TASK PROMPT »
Repeat the records below word for word, but start at the line that contains "Each instance receives one keypoint. Mark the green", stop after the last line, and include nothing else.
---------- PROVIDED MATERIAL ----------
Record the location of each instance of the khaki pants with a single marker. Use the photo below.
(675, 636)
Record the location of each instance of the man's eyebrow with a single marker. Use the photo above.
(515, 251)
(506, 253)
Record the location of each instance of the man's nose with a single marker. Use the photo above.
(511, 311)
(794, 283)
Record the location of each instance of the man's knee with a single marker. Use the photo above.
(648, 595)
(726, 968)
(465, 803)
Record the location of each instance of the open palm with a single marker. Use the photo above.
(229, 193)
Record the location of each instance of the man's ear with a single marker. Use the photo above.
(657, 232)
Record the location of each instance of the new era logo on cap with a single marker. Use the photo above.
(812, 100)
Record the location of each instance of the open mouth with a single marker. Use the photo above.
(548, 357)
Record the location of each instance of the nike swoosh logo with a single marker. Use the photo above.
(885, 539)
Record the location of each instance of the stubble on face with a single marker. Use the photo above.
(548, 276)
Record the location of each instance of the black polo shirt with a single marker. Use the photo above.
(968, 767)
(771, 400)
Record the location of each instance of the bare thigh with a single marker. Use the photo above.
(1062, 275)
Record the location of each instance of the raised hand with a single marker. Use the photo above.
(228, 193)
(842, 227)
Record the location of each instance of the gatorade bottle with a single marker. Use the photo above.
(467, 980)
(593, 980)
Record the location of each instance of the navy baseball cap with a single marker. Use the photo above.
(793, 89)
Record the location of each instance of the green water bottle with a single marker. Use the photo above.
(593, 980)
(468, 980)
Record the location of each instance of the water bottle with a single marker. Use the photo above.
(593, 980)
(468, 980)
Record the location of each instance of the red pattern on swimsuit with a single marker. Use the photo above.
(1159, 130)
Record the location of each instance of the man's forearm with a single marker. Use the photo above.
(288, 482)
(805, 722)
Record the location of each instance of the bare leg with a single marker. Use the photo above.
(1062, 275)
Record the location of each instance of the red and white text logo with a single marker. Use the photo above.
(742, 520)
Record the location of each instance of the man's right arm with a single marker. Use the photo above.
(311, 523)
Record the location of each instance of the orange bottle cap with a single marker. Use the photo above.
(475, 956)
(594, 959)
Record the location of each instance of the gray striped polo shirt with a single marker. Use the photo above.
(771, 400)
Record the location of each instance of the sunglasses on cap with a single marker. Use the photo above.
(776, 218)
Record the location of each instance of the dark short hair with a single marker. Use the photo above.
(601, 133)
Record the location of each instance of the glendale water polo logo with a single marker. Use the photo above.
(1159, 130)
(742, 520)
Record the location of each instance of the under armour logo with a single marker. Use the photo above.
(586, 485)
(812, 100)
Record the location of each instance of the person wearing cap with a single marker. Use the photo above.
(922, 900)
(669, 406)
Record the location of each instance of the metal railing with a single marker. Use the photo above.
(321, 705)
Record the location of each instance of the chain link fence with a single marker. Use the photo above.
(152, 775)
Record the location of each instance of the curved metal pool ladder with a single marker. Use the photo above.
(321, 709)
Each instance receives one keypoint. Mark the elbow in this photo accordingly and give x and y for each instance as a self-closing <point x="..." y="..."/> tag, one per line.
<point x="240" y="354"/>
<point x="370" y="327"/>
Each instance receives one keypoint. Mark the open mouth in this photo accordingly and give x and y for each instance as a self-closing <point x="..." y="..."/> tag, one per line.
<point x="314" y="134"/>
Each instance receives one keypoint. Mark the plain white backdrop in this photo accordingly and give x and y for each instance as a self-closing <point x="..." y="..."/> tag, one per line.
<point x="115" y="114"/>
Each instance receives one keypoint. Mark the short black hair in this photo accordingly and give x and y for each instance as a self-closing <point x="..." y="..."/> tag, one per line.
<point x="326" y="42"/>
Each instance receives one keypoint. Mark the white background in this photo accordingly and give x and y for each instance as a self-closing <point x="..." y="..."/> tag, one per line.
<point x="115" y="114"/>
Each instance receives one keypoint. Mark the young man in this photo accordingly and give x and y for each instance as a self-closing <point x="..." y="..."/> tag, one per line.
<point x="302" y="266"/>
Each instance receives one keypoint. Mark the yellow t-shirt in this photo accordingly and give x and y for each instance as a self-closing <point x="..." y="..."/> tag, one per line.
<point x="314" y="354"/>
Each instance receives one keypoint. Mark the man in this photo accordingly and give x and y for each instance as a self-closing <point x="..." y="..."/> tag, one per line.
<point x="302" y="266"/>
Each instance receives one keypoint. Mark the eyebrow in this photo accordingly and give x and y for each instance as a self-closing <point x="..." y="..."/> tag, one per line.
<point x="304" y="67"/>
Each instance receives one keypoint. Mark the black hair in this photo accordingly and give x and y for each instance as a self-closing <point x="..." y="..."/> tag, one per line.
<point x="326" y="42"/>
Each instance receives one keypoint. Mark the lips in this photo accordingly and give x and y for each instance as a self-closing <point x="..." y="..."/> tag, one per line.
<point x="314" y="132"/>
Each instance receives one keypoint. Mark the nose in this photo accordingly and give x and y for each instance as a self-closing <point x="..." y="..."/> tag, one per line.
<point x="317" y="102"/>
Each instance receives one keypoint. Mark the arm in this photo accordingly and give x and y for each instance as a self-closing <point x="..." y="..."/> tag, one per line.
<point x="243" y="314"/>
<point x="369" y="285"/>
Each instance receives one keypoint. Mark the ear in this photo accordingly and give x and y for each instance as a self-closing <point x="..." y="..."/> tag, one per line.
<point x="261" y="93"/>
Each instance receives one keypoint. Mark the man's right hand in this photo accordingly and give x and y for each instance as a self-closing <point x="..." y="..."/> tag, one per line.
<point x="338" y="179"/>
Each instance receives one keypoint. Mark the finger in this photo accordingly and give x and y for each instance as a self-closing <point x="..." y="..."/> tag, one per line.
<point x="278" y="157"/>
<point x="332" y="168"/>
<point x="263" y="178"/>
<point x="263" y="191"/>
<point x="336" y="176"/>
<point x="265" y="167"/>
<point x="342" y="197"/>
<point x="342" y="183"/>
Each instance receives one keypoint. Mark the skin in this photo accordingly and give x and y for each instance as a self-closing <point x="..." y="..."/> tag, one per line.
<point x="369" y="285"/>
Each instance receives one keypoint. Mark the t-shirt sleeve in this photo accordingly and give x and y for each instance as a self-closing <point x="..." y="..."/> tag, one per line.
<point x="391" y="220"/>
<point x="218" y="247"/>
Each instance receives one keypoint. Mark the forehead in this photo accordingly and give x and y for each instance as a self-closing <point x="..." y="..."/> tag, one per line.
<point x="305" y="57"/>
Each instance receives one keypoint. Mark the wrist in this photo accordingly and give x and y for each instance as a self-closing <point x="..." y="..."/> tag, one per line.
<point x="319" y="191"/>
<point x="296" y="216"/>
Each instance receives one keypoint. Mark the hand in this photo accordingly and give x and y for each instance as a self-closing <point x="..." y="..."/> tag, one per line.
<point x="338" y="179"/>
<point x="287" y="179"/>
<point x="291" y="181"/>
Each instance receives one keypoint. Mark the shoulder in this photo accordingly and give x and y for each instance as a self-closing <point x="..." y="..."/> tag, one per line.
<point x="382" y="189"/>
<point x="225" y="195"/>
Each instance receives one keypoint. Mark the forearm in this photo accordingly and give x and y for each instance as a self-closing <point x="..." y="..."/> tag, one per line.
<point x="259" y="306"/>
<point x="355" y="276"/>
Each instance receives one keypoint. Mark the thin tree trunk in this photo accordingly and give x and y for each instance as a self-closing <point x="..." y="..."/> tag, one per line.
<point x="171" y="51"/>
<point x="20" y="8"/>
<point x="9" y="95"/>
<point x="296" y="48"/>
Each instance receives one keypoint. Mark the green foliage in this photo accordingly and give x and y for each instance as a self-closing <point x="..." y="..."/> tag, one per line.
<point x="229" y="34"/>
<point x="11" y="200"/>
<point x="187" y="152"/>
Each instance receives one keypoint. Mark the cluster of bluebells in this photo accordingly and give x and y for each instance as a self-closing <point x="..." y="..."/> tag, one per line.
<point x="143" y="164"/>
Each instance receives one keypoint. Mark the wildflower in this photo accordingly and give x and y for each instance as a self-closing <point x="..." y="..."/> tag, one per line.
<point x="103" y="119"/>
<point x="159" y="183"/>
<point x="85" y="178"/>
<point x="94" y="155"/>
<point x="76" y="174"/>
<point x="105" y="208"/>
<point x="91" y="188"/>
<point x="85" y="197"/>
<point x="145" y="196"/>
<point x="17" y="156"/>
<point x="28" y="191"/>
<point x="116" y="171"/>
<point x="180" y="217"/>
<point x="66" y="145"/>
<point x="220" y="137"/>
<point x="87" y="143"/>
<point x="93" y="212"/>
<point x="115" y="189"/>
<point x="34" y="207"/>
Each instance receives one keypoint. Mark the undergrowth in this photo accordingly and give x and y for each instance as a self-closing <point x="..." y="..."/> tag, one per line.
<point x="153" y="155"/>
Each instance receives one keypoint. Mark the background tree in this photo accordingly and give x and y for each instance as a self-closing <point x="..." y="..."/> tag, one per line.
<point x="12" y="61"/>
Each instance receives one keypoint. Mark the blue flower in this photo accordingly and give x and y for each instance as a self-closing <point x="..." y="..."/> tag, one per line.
----------
SOLUTION »
Each instance receives one keypoint. Mark the green foliage in this photo accordingly and give x and y for each instance as a self-closing <point x="..." y="..."/> tag, one per line.
<point x="229" y="34"/>
<point x="11" y="200"/>
<point x="187" y="152"/>
Each instance receives one keypoint. Mark the cluster of bluebells in this photo accordingly and give x and y for each instance as a self-closing <point x="..." y="..."/> tag, one per line.
<point x="143" y="164"/>
Each instance receives one keypoint. Mark the wildflower in this photo accordingly and give x and y for each instance as a self-closing <point x="..." y="..."/> tag, one per line.
<point x="103" y="119"/>
<point x="159" y="183"/>
<point x="85" y="178"/>
<point x="94" y="155"/>
<point x="76" y="174"/>
<point x="105" y="208"/>
<point x="91" y="188"/>
<point x="85" y="197"/>
<point x="145" y="196"/>
<point x="17" y="156"/>
<point x="28" y="191"/>
<point x="116" y="171"/>
<point x="180" y="217"/>
<point x="66" y="145"/>
<point x="220" y="137"/>
<point x="87" y="143"/>
<point x="93" y="212"/>
<point x="115" y="189"/>
<point x="34" y="207"/>
Each instance receives one keypoint. Mark the undergrowth in this photo accordingly and give x and y for each instance as a self-closing <point x="..." y="..."/> tag, one per line.
<point x="153" y="155"/>
Each instance receives one keypoint. Mark the background tree in this photo accordingly and give x and y for each instance as a self-closing <point x="..." y="..."/> tag, one per line.
<point x="12" y="61"/>
Each instance receives one keypoint. Mark the blue flower in this photo accordingly and give x and y for each instance as a self-closing <point x="..." y="..."/> tag, one per line.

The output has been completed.